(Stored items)
──────────

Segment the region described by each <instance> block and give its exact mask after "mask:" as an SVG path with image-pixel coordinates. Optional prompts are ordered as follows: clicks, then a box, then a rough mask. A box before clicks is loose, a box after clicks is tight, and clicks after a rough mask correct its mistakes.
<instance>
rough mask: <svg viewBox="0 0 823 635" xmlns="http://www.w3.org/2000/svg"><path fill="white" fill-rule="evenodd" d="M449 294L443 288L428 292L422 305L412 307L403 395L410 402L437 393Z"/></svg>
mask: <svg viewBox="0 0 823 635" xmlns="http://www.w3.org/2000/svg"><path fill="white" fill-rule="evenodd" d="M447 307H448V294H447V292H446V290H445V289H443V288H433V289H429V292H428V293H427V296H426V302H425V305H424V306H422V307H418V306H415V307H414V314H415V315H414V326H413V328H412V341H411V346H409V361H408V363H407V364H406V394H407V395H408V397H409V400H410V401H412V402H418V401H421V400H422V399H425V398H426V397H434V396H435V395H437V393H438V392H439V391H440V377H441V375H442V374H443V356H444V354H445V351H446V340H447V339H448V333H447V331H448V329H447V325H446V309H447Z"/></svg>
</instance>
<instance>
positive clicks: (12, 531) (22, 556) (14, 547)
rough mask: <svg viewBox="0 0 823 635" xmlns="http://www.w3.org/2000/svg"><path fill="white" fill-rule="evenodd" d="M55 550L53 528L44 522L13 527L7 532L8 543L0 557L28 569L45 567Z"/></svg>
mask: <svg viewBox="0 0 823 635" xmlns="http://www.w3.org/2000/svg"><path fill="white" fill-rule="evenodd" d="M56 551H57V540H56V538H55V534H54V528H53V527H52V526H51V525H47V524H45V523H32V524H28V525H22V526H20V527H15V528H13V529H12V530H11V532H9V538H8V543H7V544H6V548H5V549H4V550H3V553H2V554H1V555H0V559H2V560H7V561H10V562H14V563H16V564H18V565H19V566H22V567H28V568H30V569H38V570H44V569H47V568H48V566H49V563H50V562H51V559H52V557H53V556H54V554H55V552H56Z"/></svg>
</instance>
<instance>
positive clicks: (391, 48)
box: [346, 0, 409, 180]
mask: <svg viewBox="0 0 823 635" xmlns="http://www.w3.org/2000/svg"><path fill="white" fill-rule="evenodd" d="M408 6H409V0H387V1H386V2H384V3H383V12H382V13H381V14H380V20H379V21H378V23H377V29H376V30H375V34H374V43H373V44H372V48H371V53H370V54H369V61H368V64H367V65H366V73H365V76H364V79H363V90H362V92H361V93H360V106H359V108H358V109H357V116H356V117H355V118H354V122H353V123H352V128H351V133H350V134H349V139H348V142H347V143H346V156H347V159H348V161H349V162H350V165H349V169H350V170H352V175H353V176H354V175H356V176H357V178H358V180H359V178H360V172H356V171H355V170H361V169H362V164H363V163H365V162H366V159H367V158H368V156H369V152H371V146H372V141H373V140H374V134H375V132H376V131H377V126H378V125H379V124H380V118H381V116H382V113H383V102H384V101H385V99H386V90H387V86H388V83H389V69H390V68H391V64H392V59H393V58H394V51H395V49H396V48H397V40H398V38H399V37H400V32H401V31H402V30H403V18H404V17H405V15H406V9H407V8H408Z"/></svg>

──────────

▶ [TASK TO COMPLETE]
Search the data above for the word "positive", then gather each line in which it appears.

▶ [ANSWER FOR THIS EXERCISE]
positive clicks: (12, 531) (22, 556) (14, 547)
positive clicks: (391, 48)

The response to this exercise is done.